CHALLENGE >>
Format the material below as a numbered list with one line per item, dropping any blank lines.

----------

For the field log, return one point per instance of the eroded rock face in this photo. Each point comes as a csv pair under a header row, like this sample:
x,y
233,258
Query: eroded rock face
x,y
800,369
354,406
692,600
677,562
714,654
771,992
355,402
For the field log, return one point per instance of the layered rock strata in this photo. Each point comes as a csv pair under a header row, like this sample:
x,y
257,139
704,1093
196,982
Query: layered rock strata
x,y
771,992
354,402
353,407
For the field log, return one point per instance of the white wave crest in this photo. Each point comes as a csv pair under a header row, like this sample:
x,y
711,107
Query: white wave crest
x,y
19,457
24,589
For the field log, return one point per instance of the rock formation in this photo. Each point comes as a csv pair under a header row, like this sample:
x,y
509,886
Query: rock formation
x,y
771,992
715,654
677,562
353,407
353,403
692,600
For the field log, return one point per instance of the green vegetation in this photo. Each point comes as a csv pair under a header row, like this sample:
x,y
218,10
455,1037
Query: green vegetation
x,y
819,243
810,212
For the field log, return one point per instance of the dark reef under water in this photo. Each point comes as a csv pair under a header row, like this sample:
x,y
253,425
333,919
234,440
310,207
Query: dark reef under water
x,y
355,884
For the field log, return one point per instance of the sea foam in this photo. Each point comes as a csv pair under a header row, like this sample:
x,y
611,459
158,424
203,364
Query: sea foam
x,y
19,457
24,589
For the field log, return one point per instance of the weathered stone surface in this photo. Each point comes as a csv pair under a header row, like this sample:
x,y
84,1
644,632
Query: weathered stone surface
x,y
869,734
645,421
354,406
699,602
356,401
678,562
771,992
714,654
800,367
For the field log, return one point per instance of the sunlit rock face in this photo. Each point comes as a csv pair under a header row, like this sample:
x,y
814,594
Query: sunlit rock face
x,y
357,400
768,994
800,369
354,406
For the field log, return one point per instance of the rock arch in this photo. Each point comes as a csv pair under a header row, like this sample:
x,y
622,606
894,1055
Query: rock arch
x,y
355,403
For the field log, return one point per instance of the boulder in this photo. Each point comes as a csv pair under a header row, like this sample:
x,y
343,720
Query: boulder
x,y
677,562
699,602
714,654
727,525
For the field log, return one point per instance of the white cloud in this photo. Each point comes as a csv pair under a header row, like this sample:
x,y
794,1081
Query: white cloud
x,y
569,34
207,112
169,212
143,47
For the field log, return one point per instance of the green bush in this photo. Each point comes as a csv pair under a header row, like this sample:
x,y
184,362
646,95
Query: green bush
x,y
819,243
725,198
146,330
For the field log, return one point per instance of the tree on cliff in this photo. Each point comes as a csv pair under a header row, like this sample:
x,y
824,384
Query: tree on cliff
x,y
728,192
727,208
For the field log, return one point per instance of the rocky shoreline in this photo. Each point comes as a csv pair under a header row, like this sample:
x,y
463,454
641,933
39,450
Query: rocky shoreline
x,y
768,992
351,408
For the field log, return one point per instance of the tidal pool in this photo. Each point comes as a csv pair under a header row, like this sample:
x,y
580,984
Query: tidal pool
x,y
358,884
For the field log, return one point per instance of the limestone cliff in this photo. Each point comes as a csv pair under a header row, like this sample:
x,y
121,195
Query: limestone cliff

----------

REPLY TO THE TASK >>
1. For the field log, return one point per instance of the eroded rock face in this photo. Each point comes as a csv pair under a header row, like this sample:
2. x,y
3. 233,258
4. Query: eroded rock face
5. x,y
6. 800,369
7. 354,406
8. 692,600
9. 677,562
10. 714,654
11. 771,992
12. 355,402
13. For the field log, return one point per instance of the layered rock strata in this photo. Each point comes as a csv pair under a header row, like this sample:
14. x,y
15. 257,139
16. 704,1093
17. 196,982
18. Query: layered rock strata
19. x,y
20. 771,992
21. 354,402
22. 353,407
23. For the field log, return one point per instance of the white wave crest in this photo. Each point comes as a csv pair under a header row, like this sample:
24. x,y
25. 711,107
26. Query: white wave crest
27. x,y
28. 19,457
29. 24,589
30. For the field log, return one point per instance of the rock formation in this photo. Each point comes as a csv pair under a header row, like this sample:
31. x,y
32. 509,886
33. Query: rock formation
34. x,y
35. 771,992
36. 715,654
37. 677,562
38. 353,407
39. 353,403
40. 692,600
41. For the field log, return one point per instance of the green vegetation in this photo. Each point comes as a csv pair under a header row, like this sample:
42. x,y
43. 218,10
44. 455,1037
45. Query: green vegetation
46. x,y
47. 819,243
48. 810,212
49. For the field log, return one point per instance of the dark reef under water in this photo. Each point comes as a csv pair under a header row, like this sample:
50. x,y
51. 253,425
52. 333,919
53. 234,440
54. 310,207
55. Query: dark reef under water
56. x,y
57. 355,884
58. For the field log, return one point per instance of the sea foam in this photo. Each point comes as a csv pair under a header row, like this sample:
59. x,y
60. 611,459
61. 158,424
62. 203,364
63. Query: sea foam
64. x,y
65. 19,457
66. 24,589
67. For the field log, return one point per instance of the weathered stone surface in this photo. Each point comes as a csv pair under a header row, like this sample:
68. x,y
69. 84,1
70. 644,632
71. Query: weathered stone surface
72. x,y
73. 869,734
74. 645,421
75. 354,406
76. 699,602
77. 356,401
78. 678,562
79. 771,992
80. 714,654
81. 800,367
82. For the field log, return one point per instance of the sunlit rock face in this photo. Each point comes as a csv pair under a header row, like this sample:
83. x,y
84. 814,594
85. Query: sunlit rock face
86. x,y
87. 357,400
88. 768,994
89. 800,369
90. 354,406
91. For the field log, return one point per instance of the rock arch in this photo. Each point comes as a csv pair under a header row, like this sample:
92. x,y
93. 622,606
94. 894,1055
95. Query: rock arch
96. x,y
97. 355,403
98. For the field log, return one point per instance of the boulder in this photo. Each point comes as a csv pair under a header row, like this sample:
99. x,y
100. 343,720
101. Query: boulder
102. x,y
103. 677,562
104. 699,602
105. 714,654
106. 727,525
107. For the field log, return one point per instance of the white cloud in this photo. Each point comes as a csv pair under a header row, like this sample:
108. x,y
109. 794,1081
110. Query: white cloud
111. x,y
112. 569,34
113. 207,112
114. 169,212
115. 143,47
116. For the field log, return one point per instance of the green bush in this photo. Each point comes as a csv pair under a header row, like this sample:
117. x,y
118. 184,362
119. 646,95
120. Query: green bush
121. x,y
122. 819,243
123. 725,198
124. 146,330
125. For the field log, return one point per instance of the tree on cliff in this photo. Each point comes as a csv pair under a header row, like this sample:
126. x,y
127. 824,384
128. Query: tree on cliff
129. x,y
130. 728,192
131. 727,208
132. For the field log, return one point per instance of the rocky shoreline in this photo. Each point comes as a csv pair under a header row, like this sample:
133. x,y
134. 463,454
135. 641,933
136. 39,450
137. Query: rocky shoreline
138. x,y
139. 768,992
140. 351,408
141. For the field log, return one point per instance of the tidal pool in this photo. Each point comes as a csv pair under a header row, like this sample:
142. x,y
143. 580,984
144. Query: tidal pool
145. x,y
146. 358,884
147. For the field log, return one point per instance of the limestone cliff in this photo. Each point comes as a csv pair under a header row, like this sample:
148. x,y
149. 121,195
150. Query: limestone cliff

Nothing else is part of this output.